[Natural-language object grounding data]
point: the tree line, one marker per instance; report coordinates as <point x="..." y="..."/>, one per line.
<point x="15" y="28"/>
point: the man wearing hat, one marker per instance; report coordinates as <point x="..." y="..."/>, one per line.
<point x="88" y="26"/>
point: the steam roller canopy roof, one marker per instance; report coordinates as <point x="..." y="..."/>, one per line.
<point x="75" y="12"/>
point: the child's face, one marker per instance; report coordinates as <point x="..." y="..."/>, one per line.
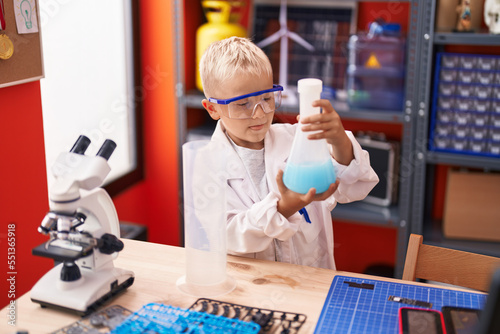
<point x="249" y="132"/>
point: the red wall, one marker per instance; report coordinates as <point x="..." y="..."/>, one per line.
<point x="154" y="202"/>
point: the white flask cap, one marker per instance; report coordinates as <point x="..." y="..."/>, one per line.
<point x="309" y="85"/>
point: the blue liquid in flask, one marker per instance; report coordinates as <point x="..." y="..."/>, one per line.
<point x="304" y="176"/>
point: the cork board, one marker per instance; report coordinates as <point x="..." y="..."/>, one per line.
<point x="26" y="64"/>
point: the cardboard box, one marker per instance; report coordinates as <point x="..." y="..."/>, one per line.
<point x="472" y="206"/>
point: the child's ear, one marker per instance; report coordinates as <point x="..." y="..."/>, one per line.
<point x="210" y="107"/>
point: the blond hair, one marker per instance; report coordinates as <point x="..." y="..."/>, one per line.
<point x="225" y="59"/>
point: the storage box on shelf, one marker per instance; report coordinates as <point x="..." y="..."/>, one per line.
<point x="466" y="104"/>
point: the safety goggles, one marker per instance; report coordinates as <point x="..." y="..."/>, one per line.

- **Task brief**: Apart from the pictures, every record must be set down exactly.

- **Your response**:
point: the tree line, one marker per instance; report coordinates as <point x="..." y="..."/>, one per line.
<point x="15" y="28"/>
point: the man wearing hat, one marker per instance; report coordinates as <point x="..." y="..."/>, one per line.
<point x="88" y="26"/>
point: the steam roller canopy roof, one marker per instance; report coordinates as <point x="..." y="..."/>, one per line.
<point x="75" y="12"/>
point: the child's face, one marker per instance; report coordinates as <point x="..." y="..."/>, one per line.
<point x="249" y="132"/>
point: the red wall, one marker per instance; report coordinates as <point x="..." y="..."/>, one per line.
<point x="154" y="202"/>
point: the white flask cap, one marker per instance; report coordinates as <point x="..." y="..."/>, one per line.
<point x="309" y="85"/>
point: the blue liquid in flask, one marker per instance; report coordinates as <point x="..." y="..."/>, one per line.
<point x="304" y="176"/>
point: the cork board, one marker per instance; report coordinates as <point x="..." y="..."/>, one per line.
<point x="26" y="64"/>
point: the cardboard box, one marker per instance; report coordinates as <point x="..." y="..."/>, one per line.
<point x="472" y="206"/>
point: the child's ear, one marker per instance; report coordinates as <point x="..." y="..."/>, one per line.
<point x="210" y="107"/>
point: the blond hair, one marker per instance; report coordinates as <point x="..." y="..."/>, one per line.
<point x="225" y="59"/>
point: the storage box on shelf, one marker per instance; report coordinates as <point x="..." y="..."/>, one per line.
<point x="466" y="104"/>
point: the safety goggles, one marker per instance; report coordinates as <point x="..." y="..."/>, one per line.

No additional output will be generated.